Top of Given data

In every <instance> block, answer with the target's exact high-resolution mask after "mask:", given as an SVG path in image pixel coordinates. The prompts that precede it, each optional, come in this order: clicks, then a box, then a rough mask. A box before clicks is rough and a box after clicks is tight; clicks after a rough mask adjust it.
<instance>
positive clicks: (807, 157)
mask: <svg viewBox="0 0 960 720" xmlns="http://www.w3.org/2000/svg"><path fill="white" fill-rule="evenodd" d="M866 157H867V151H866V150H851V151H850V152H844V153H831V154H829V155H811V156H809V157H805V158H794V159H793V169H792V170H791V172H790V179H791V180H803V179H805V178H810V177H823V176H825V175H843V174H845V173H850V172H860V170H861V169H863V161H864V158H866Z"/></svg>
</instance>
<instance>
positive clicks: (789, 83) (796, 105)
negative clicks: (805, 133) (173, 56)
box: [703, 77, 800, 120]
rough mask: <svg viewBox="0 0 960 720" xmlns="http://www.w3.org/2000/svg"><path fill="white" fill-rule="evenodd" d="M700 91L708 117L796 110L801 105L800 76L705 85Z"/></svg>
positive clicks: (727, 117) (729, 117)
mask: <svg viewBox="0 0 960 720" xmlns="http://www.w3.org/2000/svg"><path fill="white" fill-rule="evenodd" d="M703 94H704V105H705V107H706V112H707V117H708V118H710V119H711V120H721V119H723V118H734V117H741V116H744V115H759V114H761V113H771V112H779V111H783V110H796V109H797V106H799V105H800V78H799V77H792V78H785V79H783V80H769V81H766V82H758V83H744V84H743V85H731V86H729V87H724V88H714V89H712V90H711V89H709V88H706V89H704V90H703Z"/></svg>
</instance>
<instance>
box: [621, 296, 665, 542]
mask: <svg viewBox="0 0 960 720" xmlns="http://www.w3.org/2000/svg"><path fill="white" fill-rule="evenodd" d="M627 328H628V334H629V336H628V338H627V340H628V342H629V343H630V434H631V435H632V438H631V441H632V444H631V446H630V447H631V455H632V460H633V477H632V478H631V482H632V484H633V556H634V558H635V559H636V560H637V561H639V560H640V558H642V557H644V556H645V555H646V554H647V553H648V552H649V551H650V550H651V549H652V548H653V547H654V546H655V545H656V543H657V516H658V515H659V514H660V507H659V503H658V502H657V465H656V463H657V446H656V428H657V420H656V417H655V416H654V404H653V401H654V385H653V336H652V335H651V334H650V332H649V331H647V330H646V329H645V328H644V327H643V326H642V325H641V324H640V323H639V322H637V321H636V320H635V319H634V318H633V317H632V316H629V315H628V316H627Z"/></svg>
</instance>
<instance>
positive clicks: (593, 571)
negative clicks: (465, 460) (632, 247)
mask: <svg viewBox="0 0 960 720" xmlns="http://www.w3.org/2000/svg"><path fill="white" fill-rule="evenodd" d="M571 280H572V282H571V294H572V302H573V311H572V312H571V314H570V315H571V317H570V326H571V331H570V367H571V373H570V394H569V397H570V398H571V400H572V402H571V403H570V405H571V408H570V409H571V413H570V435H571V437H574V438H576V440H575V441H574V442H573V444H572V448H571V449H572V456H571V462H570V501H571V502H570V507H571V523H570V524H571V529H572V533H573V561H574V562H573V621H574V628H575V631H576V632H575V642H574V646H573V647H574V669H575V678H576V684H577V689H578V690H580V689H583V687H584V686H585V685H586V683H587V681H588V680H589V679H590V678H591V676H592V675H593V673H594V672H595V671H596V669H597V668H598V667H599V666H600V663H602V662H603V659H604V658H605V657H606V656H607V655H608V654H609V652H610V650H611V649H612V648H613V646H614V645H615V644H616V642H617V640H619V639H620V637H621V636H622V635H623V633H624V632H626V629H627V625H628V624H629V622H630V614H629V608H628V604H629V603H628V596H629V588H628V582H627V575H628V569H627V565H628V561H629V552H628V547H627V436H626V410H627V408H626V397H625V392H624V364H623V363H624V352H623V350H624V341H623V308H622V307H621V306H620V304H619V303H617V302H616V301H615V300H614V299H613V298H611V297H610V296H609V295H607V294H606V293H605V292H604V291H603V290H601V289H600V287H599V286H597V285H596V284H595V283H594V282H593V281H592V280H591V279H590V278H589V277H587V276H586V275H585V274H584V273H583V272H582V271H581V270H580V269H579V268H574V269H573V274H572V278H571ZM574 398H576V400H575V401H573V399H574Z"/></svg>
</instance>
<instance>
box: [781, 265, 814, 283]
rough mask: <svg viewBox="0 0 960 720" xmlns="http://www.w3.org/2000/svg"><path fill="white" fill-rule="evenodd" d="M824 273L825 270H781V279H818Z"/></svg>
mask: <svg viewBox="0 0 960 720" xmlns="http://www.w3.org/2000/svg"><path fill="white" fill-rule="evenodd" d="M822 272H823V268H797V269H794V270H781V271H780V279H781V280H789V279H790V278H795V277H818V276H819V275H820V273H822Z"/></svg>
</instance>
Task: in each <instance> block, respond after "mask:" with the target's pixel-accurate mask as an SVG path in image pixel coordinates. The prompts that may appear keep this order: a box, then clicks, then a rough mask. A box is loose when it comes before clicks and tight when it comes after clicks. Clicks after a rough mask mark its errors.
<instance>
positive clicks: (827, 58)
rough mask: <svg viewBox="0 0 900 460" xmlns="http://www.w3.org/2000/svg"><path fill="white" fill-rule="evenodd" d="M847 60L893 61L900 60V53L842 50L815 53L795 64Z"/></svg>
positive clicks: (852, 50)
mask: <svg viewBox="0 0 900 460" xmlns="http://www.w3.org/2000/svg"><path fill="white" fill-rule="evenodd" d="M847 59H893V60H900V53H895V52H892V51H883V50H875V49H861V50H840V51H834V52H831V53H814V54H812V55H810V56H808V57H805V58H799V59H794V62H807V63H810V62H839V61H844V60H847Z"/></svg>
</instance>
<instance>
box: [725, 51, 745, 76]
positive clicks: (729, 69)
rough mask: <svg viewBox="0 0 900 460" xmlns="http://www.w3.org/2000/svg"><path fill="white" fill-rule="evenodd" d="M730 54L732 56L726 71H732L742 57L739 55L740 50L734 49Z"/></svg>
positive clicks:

Bottom of Given data

Reproduce, word for word and in full, only the lines above that start at the line with "box: [703, 77, 800, 120]" and run through the line with "positive clicks: (593, 571)", both ends included.

:: Response to the exercise ::
box: [703, 77, 800, 120]
rough mask: <svg viewBox="0 0 960 720" xmlns="http://www.w3.org/2000/svg"><path fill="white" fill-rule="evenodd" d="M700 91L708 117L796 110L801 105L800 76L705 85Z"/></svg>
positive clicks: (727, 117) (729, 117)
mask: <svg viewBox="0 0 960 720" xmlns="http://www.w3.org/2000/svg"><path fill="white" fill-rule="evenodd" d="M703 94H704V105H705V107H706V112H707V117H708V118H710V119H711V120H721V119H723V118H734V117H741V116H744V115H759V114H761V113H771V112H779V111H783V110H796V109H797V106H799V105H800V78H799V77H792V78H785V79H783V80H769V81H766V82H758V83H744V84H743V85H731V86H729V87H724V88H714V89H712V90H711V89H709V88H706V89H704V90H703Z"/></svg>
</instance>
<instance>
box: [621, 296, 665, 542]
mask: <svg viewBox="0 0 960 720" xmlns="http://www.w3.org/2000/svg"><path fill="white" fill-rule="evenodd" d="M627 328H628V334H629V336H628V338H627V340H628V342H629V343H630V434H631V435H632V438H631V441H632V444H631V446H630V447H631V455H632V460H633V477H632V478H631V482H632V484H633V556H634V558H635V559H636V560H637V561H639V560H640V558H642V557H644V556H645V555H646V554H647V553H648V552H649V551H650V550H651V549H652V548H653V547H654V546H655V545H656V543H657V516H658V515H659V514H660V507H659V503H658V502H657V465H656V463H657V446H656V428H657V420H656V417H655V416H654V404H653V401H654V385H653V336H652V335H651V334H650V332H649V331H647V330H646V329H645V328H644V327H643V326H642V325H641V324H640V323H639V322H637V321H636V320H635V319H634V318H633V317H632V316H629V315H628V316H627Z"/></svg>
</instance>
<instance>
positive clicks: (593, 571)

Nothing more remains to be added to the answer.